__The task__. Show every line in the items below that contains the word "clicks". Case counts.

(Excerpts from a dataset)

▽

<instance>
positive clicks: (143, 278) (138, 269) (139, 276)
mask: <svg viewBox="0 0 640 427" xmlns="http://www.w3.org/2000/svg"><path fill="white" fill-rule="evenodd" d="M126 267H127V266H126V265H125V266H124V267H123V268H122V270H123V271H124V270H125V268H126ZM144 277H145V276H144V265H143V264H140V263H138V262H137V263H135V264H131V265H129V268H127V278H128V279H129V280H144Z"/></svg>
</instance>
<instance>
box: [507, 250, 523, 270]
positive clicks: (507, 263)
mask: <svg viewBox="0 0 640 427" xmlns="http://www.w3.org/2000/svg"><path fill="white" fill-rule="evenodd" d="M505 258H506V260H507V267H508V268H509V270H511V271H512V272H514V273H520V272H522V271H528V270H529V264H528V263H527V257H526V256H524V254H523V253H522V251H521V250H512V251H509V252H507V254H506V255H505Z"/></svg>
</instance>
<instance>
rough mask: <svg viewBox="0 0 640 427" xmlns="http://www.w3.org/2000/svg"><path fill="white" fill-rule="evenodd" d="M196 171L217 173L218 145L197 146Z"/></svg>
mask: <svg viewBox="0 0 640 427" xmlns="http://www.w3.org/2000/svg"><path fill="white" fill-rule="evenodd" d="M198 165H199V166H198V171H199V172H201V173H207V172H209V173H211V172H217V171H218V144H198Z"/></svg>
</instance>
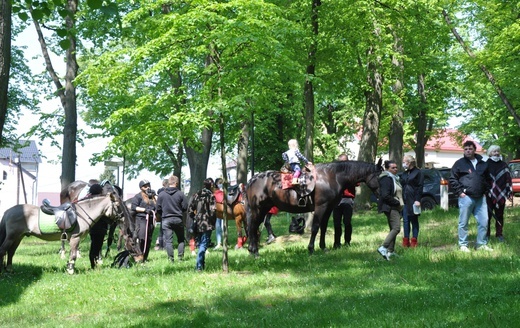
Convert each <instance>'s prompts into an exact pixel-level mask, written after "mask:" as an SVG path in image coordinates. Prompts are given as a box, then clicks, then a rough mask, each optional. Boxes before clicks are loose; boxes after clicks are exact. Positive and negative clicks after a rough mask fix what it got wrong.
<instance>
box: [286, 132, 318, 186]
mask: <svg viewBox="0 0 520 328" xmlns="http://www.w3.org/2000/svg"><path fill="white" fill-rule="evenodd" d="M287 145H288V146H289V150H287V151H286V152H284V153H283V154H282V159H283V160H284V161H285V163H287V164H289V166H290V167H291V170H292V171H293V172H294V173H293V180H292V184H293V185H297V184H299V182H298V178H299V177H300V174H301V170H302V169H301V167H300V160H301V161H303V162H304V163H305V164H312V162H309V160H308V159H307V158H305V156H303V155H302V153H300V150H299V149H298V141H296V139H291V140H289V141H288V142H287Z"/></svg>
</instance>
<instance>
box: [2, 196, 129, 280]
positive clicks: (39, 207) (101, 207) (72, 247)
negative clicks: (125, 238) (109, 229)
mask: <svg viewBox="0 0 520 328" xmlns="http://www.w3.org/2000/svg"><path fill="white" fill-rule="evenodd" d="M73 207H74V208H75V209H76V215H77V224H76V225H75V226H73V227H72V228H71V229H72V230H71V231H68V234H67V236H66V237H67V239H68V240H69V243H70V256H69V261H68V263H67V272H68V273H71V274H72V273H74V263H75V261H76V256H77V250H78V246H79V242H80V240H81V239H82V238H83V237H84V236H85V235H86V234H87V233H88V231H89V228H90V227H91V226H92V225H93V224H94V223H96V222H97V221H98V220H99V219H100V218H101V217H102V216H106V217H109V218H111V219H113V220H119V219H120V218H121V215H122V212H123V208H124V204H122V203H121V202H120V201H119V200H118V198H117V196H115V195H114V194H113V193H108V194H107V195H102V196H95V197H90V198H86V199H84V200H81V201H79V202H77V203H75V204H74V205H73ZM43 215H47V214H43V213H42V212H41V210H40V207H39V206H36V205H29V204H23V205H15V206H13V207H11V208H10V209H8V210H7V211H5V213H4V216H3V217H2V221H1V222H0V265H1V266H0V271H1V269H2V268H3V265H4V263H3V262H4V256H5V254H6V253H7V265H6V270H7V271H11V270H12V261H13V256H14V254H15V252H16V249H17V248H18V246H19V245H20V242H21V241H22V239H23V238H24V237H25V236H35V237H38V238H40V239H43V240H47V241H57V240H60V239H61V238H62V236H63V232H62V231H60V230H59V229H57V227H55V229H52V230H51V231H50V232H43V231H42V229H41V227H40V222H41V221H40V217H41V216H43ZM52 219H54V217H52Z"/></svg>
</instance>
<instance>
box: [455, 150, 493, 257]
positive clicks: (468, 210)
mask: <svg viewBox="0 0 520 328" xmlns="http://www.w3.org/2000/svg"><path fill="white" fill-rule="evenodd" d="M462 146H463V148H464V157H462V158H461V159H459V160H457V161H456V162H455V164H453V167H452V168H451V176H450V185H451V187H452V188H453V191H454V192H455V193H456V194H457V195H459V227H458V233H459V247H460V250H461V251H462V252H466V253H467V252H469V251H470V250H469V248H468V221H469V217H470V215H471V214H473V216H475V219H476V220H477V242H476V245H475V249H478V250H485V251H493V249H492V248H490V247H489V246H487V242H488V238H487V236H486V234H487V225H488V209H487V203H486V196H485V195H486V193H487V192H488V190H489V188H490V187H491V183H492V179H491V175H490V174H489V169H488V164H487V163H486V162H484V161H483V160H482V156H480V155H478V154H475V151H476V149H477V146H476V145H475V143H474V142H473V141H466V142H464V144H463V145H462Z"/></svg>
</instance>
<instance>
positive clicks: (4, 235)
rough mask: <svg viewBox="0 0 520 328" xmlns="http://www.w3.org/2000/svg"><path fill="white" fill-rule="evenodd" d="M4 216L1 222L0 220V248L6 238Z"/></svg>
mask: <svg viewBox="0 0 520 328" xmlns="http://www.w3.org/2000/svg"><path fill="white" fill-rule="evenodd" d="M5 221H6V220H5V214H4V217H3V218H2V220H0V246H2V245H3V243H4V241H5V239H6V238H7V228H6V222H5Z"/></svg>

△

__Output for this task__.
positive clicks: (143, 278) (138, 269) (139, 276)
positive clicks: (507, 263)
Convert each <instance>'s prompts into an exact pixel-level mask, written after "mask:" as an SVG path in image coordinates. Prompts are given as a box, then clicks, then a rough mask, each optional. Boxes before clicks are loose; boxes after clicks are exact. Positive and negative clicks after a rough mask fix what it got wrong.
positive clicks: (39, 207) (101, 207) (72, 247)
negative clicks: (125, 238) (109, 229)
positive clicks: (468, 210)
positive clicks: (4, 235)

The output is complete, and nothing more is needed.